### Written task
Transcribe the records below exactly.

### Task inputs
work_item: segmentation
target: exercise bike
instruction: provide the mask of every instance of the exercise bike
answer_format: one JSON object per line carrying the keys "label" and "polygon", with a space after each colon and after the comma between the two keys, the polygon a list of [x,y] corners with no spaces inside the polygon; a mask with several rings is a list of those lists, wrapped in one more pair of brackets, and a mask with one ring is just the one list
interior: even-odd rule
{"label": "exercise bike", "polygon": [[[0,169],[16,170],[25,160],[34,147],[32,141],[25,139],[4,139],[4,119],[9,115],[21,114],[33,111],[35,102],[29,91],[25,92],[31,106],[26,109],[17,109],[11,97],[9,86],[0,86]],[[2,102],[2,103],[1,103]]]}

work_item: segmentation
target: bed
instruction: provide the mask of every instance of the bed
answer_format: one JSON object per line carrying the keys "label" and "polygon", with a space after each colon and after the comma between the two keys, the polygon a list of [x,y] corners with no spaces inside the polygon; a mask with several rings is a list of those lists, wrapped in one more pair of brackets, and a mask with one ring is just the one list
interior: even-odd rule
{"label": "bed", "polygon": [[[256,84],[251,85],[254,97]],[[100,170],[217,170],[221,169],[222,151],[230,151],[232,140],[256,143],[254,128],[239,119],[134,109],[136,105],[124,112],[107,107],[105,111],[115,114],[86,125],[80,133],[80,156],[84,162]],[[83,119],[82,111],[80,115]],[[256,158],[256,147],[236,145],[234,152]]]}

### The completed task
work_item: segmentation
target: exercise bike
instruction: provide the mask of every instance of the exercise bike
answer_format: one JSON object per line carrying the keys "label" and "polygon", with a space after each colon and after the comma between the two keys, the polygon a list of [x,y] corners with no spaces inside the polygon; a mask with several rings is a list of those lists, wrapped in one more pair of brackets, and a mask with one ring is just the one list
interior: even-odd rule
{"label": "exercise bike", "polygon": [[[0,169],[16,170],[25,160],[34,147],[32,141],[25,139],[4,139],[4,119],[9,115],[21,114],[33,111],[35,102],[29,91],[25,92],[31,106],[26,109],[17,109],[11,97],[9,86],[0,86]],[[2,102],[2,103],[1,103]]]}

work_item: segmentation
target: bed
instruction: provide the mask of every instance of the bed
answer_format: one JSON object per line carrying the keys "label" and "polygon", with a space after each colon and after the comma between the two keys, the polygon a list of [x,y] corners with no spaces inside the polygon; a mask with several rings is a list of those lists, wrapped in one more pair of brackets, and a mask with one ring is just the one list
interior: even-odd rule
{"label": "bed", "polygon": [[[256,84],[251,85],[254,97]],[[100,170],[217,170],[221,169],[222,151],[230,151],[232,140],[256,143],[254,128],[239,119],[134,109],[136,105],[124,112],[107,107],[105,111],[115,114],[86,125],[80,133],[80,156],[84,162]],[[83,119],[82,111],[80,115]],[[256,158],[256,147],[236,145],[234,152]]]}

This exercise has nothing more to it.